All records below must be retyped exactly.

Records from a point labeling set

╭──

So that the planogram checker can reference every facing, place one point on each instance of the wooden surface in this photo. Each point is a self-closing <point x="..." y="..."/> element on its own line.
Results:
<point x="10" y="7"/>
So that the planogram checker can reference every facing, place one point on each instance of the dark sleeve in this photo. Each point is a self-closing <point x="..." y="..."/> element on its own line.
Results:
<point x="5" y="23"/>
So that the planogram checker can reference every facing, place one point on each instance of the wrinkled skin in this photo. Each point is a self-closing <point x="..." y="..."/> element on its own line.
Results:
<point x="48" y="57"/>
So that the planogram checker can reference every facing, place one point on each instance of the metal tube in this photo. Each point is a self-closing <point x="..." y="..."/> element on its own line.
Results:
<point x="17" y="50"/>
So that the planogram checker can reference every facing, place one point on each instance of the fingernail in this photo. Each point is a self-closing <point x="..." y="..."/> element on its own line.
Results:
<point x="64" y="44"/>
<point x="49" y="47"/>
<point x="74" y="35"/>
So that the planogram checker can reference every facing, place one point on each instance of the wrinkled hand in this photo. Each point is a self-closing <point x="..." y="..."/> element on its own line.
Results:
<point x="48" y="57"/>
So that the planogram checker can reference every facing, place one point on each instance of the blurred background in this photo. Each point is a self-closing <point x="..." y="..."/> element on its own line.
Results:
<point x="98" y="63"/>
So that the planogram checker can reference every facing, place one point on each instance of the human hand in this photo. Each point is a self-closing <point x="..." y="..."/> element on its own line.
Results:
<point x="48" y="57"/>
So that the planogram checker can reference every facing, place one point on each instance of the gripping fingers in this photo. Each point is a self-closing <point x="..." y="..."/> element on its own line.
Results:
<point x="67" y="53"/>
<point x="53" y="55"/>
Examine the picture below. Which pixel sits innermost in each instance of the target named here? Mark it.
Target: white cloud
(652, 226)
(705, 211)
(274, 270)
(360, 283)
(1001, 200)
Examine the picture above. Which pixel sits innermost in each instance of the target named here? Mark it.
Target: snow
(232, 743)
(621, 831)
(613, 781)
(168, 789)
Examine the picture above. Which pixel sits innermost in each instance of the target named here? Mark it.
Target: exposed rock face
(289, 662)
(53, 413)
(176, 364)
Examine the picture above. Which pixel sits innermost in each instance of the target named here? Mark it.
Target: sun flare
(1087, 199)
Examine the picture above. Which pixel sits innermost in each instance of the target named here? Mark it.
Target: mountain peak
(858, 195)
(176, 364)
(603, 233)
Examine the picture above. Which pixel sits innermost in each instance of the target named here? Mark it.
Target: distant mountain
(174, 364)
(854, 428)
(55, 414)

╰──

→ TASK RESPONSE:
So that the planogram checker can reference every facing, place one point on each instance of the wooden surface in this photo. Each point is a self-closing <point x="..." y="..."/> element on its own line.
Results:
<point x="10" y="7"/>
So that the planogram checker can reference every facing, place one point on each instance of the dark sleeve in this photo. Each point is a self-closing <point x="..." y="..."/> element on its own line.
Results:
<point x="5" y="23"/>
So that the planogram checker can reference every facing, place one point on each instance of the wrinkled skin in this photo. Each point is a self-closing <point x="..." y="..."/> element on its own line.
Results:
<point x="48" y="57"/>
So that the planogram checker can reference every facing, place one point on each instance of the metal tube in this photo. Each point is a self-closing <point x="..." y="..."/> element on its own line.
Results:
<point x="17" y="50"/>
So that the planogram checker can reference every facing, place one point on each instance of the fingernail in this photo. Each point is a self-closing <point x="..." y="..."/> element on its own line.
Results:
<point x="64" y="44"/>
<point x="49" y="47"/>
<point x="74" y="35"/>
So that the planogram checker can reference every facing, place one point on each instance of the wrinkled hand in this photo. Each point is a self-closing <point x="..." y="..."/> element on its own line.
Results:
<point x="48" y="57"/>
So that the planogram checker can reference every facing, place one point on each instance of the blurred background in this photo. Each point is a self-closing <point x="..." y="..."/> element on its own line.
Results:
<point x="98" y="63"/>
So that the planogram checker can reference every facing, place one point on each instance of the human hand in this photo. Each point is a self-closing <point x="..." y="..."/> element on its own line.
Results:
<point x="48" y="57"/>
So that the planogram checker can reference every facing, place one point on each instance of the gripping fingers in this photo. Each point is a self-closing <point x="..." y="..."/> element on its own line.
Results:
<point x="67" y="53"/>
<point x="53" y="55"/>
Examine the picture below. Which pixel sits innermost in each instance of the target named here? Mark it.
Target: white cloud
(652, 226)
(705, 211)
(274, 270)
(360, 283)
(1001, 200)
Examine the picture above. Which pixel sits innermost in each instance of the target named here? Mark it.
Target: snow
(232, 743)
(621, 831)
(613, 781)
(168, 789)
Examine the picture above. Which pixel sits innermost in each instance of the target named here? Mark it.
Target: exposed rock face
(289, 662)
(53, 413)
(176, 364)
Examine the picture above. Which pixel sits innermost in each instance of the target named here? Mark it.
Target: sun flare
(1087, 199)
Examine the picture above. Which pixel sits innermost in each instance of the target named here? Mark it.
Target: mountain peak
(858, 195)
(176, 364)
(603, 233)
Examine the picture above. Which pixel sits innermost in each instance of the target named here? Mark it.
Target: distant mountain
(174, 364)
(854, 428)
(55, 414)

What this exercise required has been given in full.